- _Your objective_: Pictures stay out of the copy; restate everything else in the material exactly.

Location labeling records
______________________________

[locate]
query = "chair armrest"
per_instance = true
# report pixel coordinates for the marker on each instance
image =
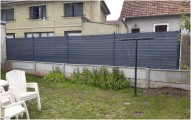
(13, 104)
(15, 92)
(33, 85)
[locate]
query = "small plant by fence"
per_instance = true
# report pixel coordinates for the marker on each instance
(162, 52)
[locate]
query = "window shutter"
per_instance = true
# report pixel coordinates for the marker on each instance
(43, 12)
(3, 15)
(10, 14)
(68, 11)
(31, 15)
(78, 9)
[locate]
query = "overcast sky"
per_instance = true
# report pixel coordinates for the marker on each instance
(115, 7)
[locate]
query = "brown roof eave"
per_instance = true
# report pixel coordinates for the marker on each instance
(106, 7)
(156, 15)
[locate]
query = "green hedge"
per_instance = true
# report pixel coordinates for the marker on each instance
(101, 78)
(55, 76)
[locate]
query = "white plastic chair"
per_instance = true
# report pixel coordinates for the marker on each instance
(11, 108)
(18, 86)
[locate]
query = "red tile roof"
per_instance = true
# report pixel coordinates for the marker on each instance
(153, 8)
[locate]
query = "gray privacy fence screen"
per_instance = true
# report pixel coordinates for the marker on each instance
(162, 52)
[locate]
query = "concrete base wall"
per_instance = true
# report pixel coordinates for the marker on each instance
(146, 78)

______________________________

- _Task solution_:
[locate]
query = "chair armrest"
per_instance = true
# report pixel coordinates for the marker on each instance
image =
(13, 104)
(15, 92)
(33, 85)
[locate]
query = "small plant by fence"
per_instance = true
# report pixel coordinates for the marker on each instance
(162, 52)
[locate]
query = "window shutter"
per_instance = true
# report pixel coordinates for the marker on each instance
(43, 12)
(3, 15)
(10, 14)
(68, 11)
(31, 15)
(78, 9)
[locate]
query = "overcast sky"
per_instance = true
# report pixel coordinates for the marker on each instance
(115, 7)
[locate]
query = "brown roof eave"
per_instance = true
# report pixel coordinates for the marker on each instance
(106, 7)
(156, 15)
[locate]
query = "green hedge"
per_instance = true
# report pixel coordinates for the marker on each instance
(101, 78)
(55, 76)
[locate]
query = "white plastic chair"
per_instance = true
# report pixel coordinates for the marker on each instance
(11, 108)
(18, 86)
[locate]
query = "red tile roof"
per_instance = true
# report pixel coordinates for the marker on each instance
(153, 8)
[locate]
query = "gray privacy fence screen"
per_instance = true
# report pixel coordinates for the marker on each instance
(162, 52)
[locate]
query = "concrete base wall"
per_instance = true
# report pixel coordinates for the marker on each instance
(146, 78)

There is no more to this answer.